TASK DETAILS –
Reproduce the rows from the line with "Batch job #47 — class: sign" up to and including the line with "151;75;218;88", swapping "sign board" for "signboard" and leaving everything else unchanged.

Dataset rows:

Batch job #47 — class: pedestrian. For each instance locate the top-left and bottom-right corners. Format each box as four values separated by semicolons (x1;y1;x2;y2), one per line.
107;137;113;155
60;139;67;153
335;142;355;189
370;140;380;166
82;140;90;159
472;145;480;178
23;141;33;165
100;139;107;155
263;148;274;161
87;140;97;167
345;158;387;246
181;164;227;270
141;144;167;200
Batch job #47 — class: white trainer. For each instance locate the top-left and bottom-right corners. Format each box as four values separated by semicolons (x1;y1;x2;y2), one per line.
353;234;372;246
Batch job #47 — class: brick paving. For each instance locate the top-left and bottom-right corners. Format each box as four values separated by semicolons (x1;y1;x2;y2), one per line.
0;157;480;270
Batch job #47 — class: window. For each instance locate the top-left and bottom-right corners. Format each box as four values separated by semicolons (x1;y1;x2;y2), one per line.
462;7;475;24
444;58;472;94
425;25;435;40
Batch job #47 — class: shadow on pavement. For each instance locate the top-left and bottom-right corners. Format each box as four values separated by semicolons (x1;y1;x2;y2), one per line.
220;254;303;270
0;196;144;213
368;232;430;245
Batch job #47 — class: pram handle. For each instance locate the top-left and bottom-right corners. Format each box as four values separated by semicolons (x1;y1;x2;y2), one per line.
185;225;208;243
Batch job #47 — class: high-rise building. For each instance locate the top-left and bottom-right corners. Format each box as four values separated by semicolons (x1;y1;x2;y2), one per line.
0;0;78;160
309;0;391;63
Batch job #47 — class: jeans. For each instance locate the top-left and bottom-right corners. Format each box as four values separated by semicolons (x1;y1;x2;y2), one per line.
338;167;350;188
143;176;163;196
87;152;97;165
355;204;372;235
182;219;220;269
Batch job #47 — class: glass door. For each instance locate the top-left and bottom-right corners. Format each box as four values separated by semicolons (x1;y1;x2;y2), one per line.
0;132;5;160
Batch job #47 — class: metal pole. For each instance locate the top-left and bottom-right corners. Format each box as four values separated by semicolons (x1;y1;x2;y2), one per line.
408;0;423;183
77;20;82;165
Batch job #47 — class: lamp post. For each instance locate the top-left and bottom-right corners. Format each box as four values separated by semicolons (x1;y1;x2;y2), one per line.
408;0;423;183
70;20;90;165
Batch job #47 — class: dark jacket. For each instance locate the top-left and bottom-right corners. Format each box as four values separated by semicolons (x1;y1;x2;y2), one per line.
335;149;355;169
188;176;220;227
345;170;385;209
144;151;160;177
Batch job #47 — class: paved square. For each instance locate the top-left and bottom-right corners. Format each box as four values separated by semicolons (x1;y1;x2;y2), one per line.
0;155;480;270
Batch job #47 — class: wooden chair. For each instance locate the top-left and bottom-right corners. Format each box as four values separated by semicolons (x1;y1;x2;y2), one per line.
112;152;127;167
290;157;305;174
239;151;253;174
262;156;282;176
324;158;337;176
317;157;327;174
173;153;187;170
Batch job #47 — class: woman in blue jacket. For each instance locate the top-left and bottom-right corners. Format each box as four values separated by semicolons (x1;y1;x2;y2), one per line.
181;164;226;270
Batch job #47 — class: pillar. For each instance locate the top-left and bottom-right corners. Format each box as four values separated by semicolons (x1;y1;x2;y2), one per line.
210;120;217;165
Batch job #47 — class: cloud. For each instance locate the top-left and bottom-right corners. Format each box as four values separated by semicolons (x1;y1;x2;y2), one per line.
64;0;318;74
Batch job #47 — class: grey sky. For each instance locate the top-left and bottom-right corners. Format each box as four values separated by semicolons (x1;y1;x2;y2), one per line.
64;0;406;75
* * *
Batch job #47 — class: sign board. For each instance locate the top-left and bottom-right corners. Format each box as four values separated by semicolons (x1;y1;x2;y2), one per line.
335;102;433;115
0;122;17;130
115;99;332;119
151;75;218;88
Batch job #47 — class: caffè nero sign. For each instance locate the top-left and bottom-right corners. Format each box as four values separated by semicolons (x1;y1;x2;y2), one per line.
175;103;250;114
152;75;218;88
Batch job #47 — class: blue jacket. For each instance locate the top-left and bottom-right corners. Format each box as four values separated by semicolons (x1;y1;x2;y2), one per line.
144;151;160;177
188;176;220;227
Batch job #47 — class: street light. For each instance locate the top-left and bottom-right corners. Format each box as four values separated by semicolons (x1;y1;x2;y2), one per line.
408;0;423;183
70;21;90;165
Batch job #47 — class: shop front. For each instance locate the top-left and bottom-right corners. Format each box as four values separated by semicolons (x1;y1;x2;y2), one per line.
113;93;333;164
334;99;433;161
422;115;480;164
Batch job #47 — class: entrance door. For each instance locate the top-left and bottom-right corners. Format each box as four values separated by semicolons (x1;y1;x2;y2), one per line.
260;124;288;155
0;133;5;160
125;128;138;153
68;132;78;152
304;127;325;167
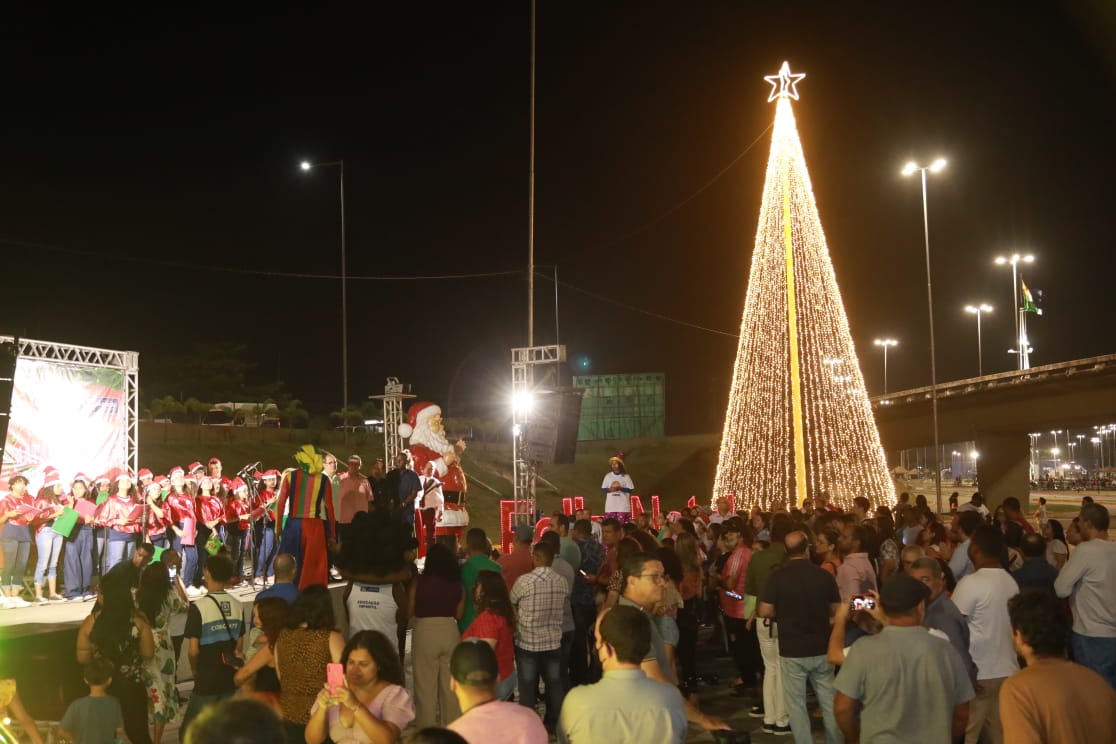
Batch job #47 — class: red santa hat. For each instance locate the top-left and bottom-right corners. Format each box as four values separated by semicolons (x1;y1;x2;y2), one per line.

THE ANSWER –
Batch job #47 — class: signboard. For each instance locate the top-left and bottom-right corners. Format each box as four values separated by semicolons (x1;y1;x2;y2), one per line.
335;102;433;115
0;122;17;130
115;99;332;119
151;75;218;88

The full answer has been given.